** Opening Source text block **

Two mechanisms make diabetic feet vulnerable. Peripheral neuropathy — nerve damage from chronic hyperglycemia — eliminates the pain signal that normally alerts a person to injury. A patient with significant neuropathy can walk on a nail for days without knowing it. Peripheral arterial disease (PAD) — reduced blood flow from atherosclerosis — impairs the healing response. Without adequate circulation, even a small wound cannot close.

The annual diabetic foot exam is a standard of care requirement, not optional. It should include monofilament testing (10g Semmes-Weinstein filament at 9 standardized sites to detect loss of protective sensation), ankle-brachial index (ABI) to assess arterial flow, pulse assessment, skin and nail inspection, and footwear evaluation. Patients with loss of protective sensation (LOPS) should be examined at every clinical visit.

Preventive footwear is an underutilized intervention with strong evidence. Therapeutic shoes and custom insoles reduce ulcer recurrence rates significantly. Patients should be instructed: never walk barefoot, inspect feet daily (including the soles — use a mirror if needed), dry between toes, keep skin moisturized but not between the toes, and avoid heating pads or hot water that can burn insensate skin.

When an ulcer does develop, it requires structured assessment (Wagner grading, infection evaluation, probe-to-bone testing for osteomyelitis), offloading (Total Contact Cast is gold standard for plantar ulcers), and wound care. The 40% wound area reduction at 4 weeks is a validated healing benchmark — failure to meet it mandates reassessment of vascular status, infection, nutrition, and glycemic control.

** Closing Source text block **

→ **The task**
In the diabetic foot care text, what offloading method is the gold standard for plantar ulcers?

** Opening Supplied records block **

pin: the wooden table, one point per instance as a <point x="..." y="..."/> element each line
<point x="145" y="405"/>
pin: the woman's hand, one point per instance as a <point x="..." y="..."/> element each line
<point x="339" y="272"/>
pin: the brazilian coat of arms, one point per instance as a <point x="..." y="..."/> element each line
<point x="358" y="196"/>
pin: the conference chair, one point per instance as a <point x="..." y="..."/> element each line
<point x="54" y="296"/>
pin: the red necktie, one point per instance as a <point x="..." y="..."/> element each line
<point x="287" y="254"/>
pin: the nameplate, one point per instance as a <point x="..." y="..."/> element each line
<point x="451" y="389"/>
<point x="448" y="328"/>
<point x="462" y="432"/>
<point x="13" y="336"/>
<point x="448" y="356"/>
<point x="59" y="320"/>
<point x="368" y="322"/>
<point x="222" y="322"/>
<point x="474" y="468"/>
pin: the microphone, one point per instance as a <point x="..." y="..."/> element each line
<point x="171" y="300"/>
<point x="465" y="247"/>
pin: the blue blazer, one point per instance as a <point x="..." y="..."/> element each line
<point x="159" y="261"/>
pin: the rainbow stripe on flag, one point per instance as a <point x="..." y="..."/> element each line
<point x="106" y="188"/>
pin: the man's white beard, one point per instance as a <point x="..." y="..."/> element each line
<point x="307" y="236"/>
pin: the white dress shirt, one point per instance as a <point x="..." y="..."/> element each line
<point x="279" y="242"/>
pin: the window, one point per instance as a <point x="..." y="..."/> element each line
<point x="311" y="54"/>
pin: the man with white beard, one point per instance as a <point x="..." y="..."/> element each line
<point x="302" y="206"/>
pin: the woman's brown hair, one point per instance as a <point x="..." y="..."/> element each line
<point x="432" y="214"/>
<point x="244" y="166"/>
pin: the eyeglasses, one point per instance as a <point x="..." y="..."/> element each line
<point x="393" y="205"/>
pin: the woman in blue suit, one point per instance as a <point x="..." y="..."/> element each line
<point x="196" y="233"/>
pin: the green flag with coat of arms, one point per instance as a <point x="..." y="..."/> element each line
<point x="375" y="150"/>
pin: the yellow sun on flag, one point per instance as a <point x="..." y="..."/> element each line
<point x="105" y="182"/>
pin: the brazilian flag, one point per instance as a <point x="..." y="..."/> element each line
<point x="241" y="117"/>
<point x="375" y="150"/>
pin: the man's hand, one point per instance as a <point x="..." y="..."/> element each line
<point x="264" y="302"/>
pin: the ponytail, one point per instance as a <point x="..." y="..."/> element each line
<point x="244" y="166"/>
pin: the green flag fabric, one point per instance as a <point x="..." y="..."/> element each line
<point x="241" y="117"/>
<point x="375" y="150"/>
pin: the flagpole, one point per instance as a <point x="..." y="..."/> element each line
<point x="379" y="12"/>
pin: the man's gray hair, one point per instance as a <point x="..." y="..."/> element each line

** Closing Supplied records block **

→ **Result**
The Total Contact Cast.